[Begin Recorded information]

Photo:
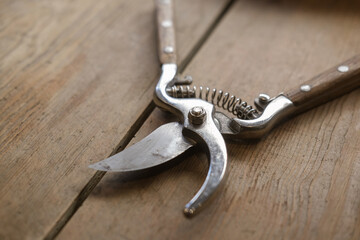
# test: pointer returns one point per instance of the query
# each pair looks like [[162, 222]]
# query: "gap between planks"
[[88, 188]]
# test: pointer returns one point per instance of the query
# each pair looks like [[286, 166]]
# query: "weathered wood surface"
[[300, 182], [74, 77]]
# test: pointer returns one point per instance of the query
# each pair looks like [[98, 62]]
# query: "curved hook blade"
[[163, 144], [213, 142]]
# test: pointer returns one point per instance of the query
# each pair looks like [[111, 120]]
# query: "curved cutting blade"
[[160, 146]]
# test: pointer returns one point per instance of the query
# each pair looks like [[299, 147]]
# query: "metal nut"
[[197, 115]]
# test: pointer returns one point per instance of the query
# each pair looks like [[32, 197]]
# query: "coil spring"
[[217, 97]]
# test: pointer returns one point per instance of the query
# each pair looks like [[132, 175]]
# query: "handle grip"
[[330, 84], [166, 31]]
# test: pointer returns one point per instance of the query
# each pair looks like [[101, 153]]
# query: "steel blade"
[[162, 145]]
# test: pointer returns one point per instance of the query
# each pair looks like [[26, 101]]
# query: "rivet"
[[305, 88], [264, 97], [166, 23], [197, 115], [343, 68], [168, 49]]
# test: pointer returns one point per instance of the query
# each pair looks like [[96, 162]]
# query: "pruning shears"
[[202, 123]]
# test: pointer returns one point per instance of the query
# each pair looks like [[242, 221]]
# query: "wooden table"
[[76, 85]]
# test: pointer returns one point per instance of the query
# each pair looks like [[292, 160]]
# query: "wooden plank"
[[75, 75], [300, 182]]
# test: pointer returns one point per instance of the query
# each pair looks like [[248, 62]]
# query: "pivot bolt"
[[197, 115], [264, 98]]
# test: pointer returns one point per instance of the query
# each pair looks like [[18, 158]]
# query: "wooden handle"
[[166, 31], [328, 85]]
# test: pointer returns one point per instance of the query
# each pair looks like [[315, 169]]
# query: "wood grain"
[[74, 77], [326, 86], [300, 182]]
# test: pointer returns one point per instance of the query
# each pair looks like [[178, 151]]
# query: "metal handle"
[[166, 31], [328, 85]]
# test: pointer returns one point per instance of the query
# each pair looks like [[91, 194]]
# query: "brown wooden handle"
[[166, 31], [328, 85]]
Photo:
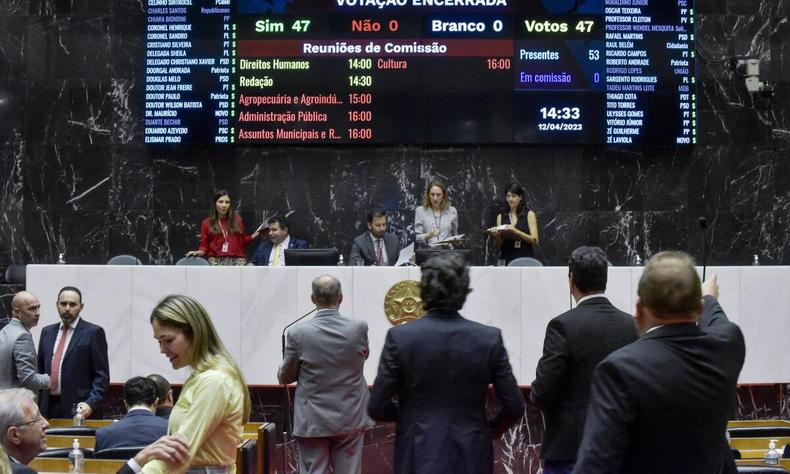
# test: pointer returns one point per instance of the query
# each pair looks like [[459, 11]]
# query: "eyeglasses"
[[37, 419]]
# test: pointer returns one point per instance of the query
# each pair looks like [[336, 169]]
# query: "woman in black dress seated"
[[517, 228]]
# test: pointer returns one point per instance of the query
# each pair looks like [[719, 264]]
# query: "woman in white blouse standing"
[[436, 220]]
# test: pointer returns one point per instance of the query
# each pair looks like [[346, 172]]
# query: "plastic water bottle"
[[76, 459], [78, 418], [772, 456]]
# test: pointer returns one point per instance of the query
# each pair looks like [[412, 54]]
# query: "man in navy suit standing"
[[271, 251], [661, 404], [433, 381], [74, 354], [576, 341], [140, 427]]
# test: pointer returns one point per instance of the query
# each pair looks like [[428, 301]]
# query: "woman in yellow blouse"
[[214, 403]]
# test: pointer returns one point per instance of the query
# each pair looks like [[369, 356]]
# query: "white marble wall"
[[251, 305]]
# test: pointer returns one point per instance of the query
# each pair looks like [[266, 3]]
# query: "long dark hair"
[[517, 189], [213, 215]]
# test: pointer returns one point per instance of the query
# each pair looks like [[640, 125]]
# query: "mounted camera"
[[750, 69]]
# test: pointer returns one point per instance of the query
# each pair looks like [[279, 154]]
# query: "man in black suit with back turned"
[[661, 404], [140, 426], [439, 368], [576, 341], [375, 246]]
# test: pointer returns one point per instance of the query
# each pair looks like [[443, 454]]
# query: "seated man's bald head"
[[670, 286]]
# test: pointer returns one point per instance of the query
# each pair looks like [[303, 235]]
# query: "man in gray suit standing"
[[18, 365], [326, 355]]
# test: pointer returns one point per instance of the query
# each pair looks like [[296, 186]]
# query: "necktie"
[[378, 252], [276, 260], [57, 358]]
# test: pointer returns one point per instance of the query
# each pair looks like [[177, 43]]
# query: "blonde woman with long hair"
[[214, 403]]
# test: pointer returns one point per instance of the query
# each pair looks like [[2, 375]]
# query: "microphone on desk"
[[291, 324], [703, 224]]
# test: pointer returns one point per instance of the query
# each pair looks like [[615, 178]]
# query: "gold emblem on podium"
[[403, 302]]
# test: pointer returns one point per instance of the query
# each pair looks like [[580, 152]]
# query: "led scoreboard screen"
[[610, 72]]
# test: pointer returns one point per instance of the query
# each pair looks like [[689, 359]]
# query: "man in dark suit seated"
[[433, 381], [576, 341], [164, 395], [140, 427], [661, 404], [375, 246], [21, 427], [271, 251]]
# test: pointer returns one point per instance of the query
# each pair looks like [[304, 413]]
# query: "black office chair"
[[16, 274], [118, 453], [267, 443], [249, 458], [124, 260], [63, 453], [71, 431], [525, 262]]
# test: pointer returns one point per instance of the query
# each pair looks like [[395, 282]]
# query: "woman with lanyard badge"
[[436, 220], [222, 237]]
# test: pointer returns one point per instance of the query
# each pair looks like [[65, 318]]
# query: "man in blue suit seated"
[[271, 251], [21, 428], [140, 427]]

[End Recorded information]

Task goal:
Could you reproduce the whole listing with each "pointer" changed to "locator" and everything else left as it is? Omit the pictures from your version.

Answer to this problem:
Photo:
# test: locator returns one point per instance of the query
# each pair looks like [[162, 222]]
# query: "gap between planks"
[[88, 188]]
# test: locator returns one point per instance of the query
# each pair looks like [[286, 166]]
# query: "weathered wood surface"
[[300, 182], [74, 77]]
# test: locator returns one point per instance of the query
# each pair looks like [[98, 62]]
# query: "curved hook blade"
[[163, 144], [213, 142]]
# test: locator returns one point per instance of the query
# each pair looks like [[111, 120]]
# query: "curved cutting blade"
[[160, 146]]
# test: locator returns one point per instance of the query
# each pair looks like [[299, 147]]
# query: "metal nut"
[[197, 115]]
# test: locator returns one point per instance of the query
# each pair looks like [[32, 197]]
# query: "coil spring"
[[217, 97]]
# test: locator returns one point per instance of the query
# each pair looks like [[132, 175]]
# query: "handle grip"
[[330, 84], [166, 31]]
# test: locator returns one point per instance of the query
# each pair looks like [[101, 153]]
# query: "steel blade"
[[162, 145]]
# test: locator returns one point per instance of the query
# each pair looks like [[26, 101]]
# query: "rivet"
[[305, 88], [264, 97], [166, 23], [197, 115], [343, 68], [168, 49]]
# test: locator returns one point per instance of the query
# each pair looks like [[96, 162]]
# query: "pruning shears"
[[202, 123]]
# test: locator returns one point per instance of the query
# each pair looks like [[242, 221]]
# query: "wooden table"
[[76, 85]]
# test: locator returns one point per instance of the query
# each pair looks like [[292, 160]]
# query: "wooden plank"
[[75, 75], [300, 182]]
# test: locator returns one point per instance of the query
# each pair looks like [[248, 62]]
# query: "pivot bolt"
[[197, 115], [264, 98]]
# test: locator returns one point per instance of the query
# each pair looks like [[18, 158]]
# query: "wooden handle"
[[166, 31], [328, 85]]
# test: locator returns one point per instance of the query
# each pair looks like [[315, 169]]
# query: "wood grain"
[[74, 77], [326, 86], [300, 182]]
# test: locator returns one point per instance of the query
# each pair looks like [[178, 151]]
# query: "metal handle"
[[166, 31], [328, 85]]
# test: locator returns one point per instance of the query
# each pair looks like [[91, 194]]
# query: "brown wooden handle"
[[166, 31], [328, 85]]
Photo:
# test: locator returns one point per instance of the query
# each pair looks like [[459, 11]]
# query: "eyeglasses"
[[37, 419]]
# test: locator returns one point per instance of the query
# each pair looks like [[336, 169]]
# query: "woman in black dress seated"
[[517, 228]]
# test: locator returns one point per instance of the query
# each pair looks like [[719, 264]]
# query: "woman in white blouse standing"
[[436, 220]]
# test: locator returns one point per instance of the query
# each pair looks like [[346, 172]]
# query: "plastic water bottle"
[[76, 459], [78, 418], [772, 456]]
# test: locator returns one point per instance of the query
# each pair looks like [[412, 54]]
# query: "man in navy suit standing"
[[271, 251], [661, 404], [433, 381], [74, 354], [576, 341], [140, 427]]
# test: locator returns one point per instance of the query
# each pair looks like [[428, 301]]
# query: "woman in yellow blouse"
[[214, 403]]
# test: locator returns one point per instance of the query
# each pair looks like [[369, 356]]
# query: "white marble wall"
[[251, 305]]
# test: locator returns one point per instance of the query
# each pair looks like [[266, 3]]
# query: "long dark hair"
[[517, 189], [213, 215]]
# test: locator returns one point per instance of the query
# each pair looks like [[640, 125]]
# query: "mounted camera"
[[750, 69]]
# test: locator returns one point per instance of the query
# each pair looks like [[279, 154]]
# query: "man in black suit with back turned"
[[661, 404], [140, 426], [439, 368], [576, 341], [375, 246]]
# test: locator returns one point per instance of the query
# each pair looks like [[443, 454]]
# query: "seated man's bald head"
[[670, 286]]
# test: locator returns one point per instance of the query
# each pair looks like [[303, 235]]
# query: "man in gray suit standing"
[[18, 365], [326, 355]]
# test: locator returns one point per instance of the query
# each pair looks like [[296, 186]]
# query: "necktie"
[[378, 252], [276, 260], [57, 358]]
# test: locator returns one point per instance of the query
# each pair looks like [[177, 43]]
# query: "blonde woman with long hair"
[[214, 403]]
# test: locator returns one point per instance of the query
# each pair looks like [[2, 375]]
# query: "microphone on desk"
[[291, 324], [703, 224]]
# test: locator returns one point per instance of the query
# each pair looks like [[615, 178]]
# query: "gold emblem on podium"
[[403, 302]]
# test: locator returns one point per instance of the query
# each pair looks like [[580, 152]]
# query: "led scoreboard screen"
[[610, 72]]
# test: locator returns one point per instance of the query
# each pair looks like [[689, 359]]
# query: "man in dark suit seated"
[[433, 381], [576, 341], [164, 395], [140, 427], [661, 404], [375, 246], [21, 427], [271, 251]]
# test: locator returns one point per instance of the query
# each pair looks like [[304, 413]]
# query: "black office chair"
[[16, 274], [118, 453], [267, 443], [249, 458], [124, 260], [63, 453], [71, 431], [525, 262]]
# test: locator returns one point per instance of the query
# each pair looks like [[395, 282]]
# query: "woman with lanyard badge"
[[436, 220], [222, 237]]
# test: locator returns one point per instance of the query
# each pair looks like [[65, 318]]
# query: "man in blue suit seated"
[[271, 251], [21, 428], [140, 427]]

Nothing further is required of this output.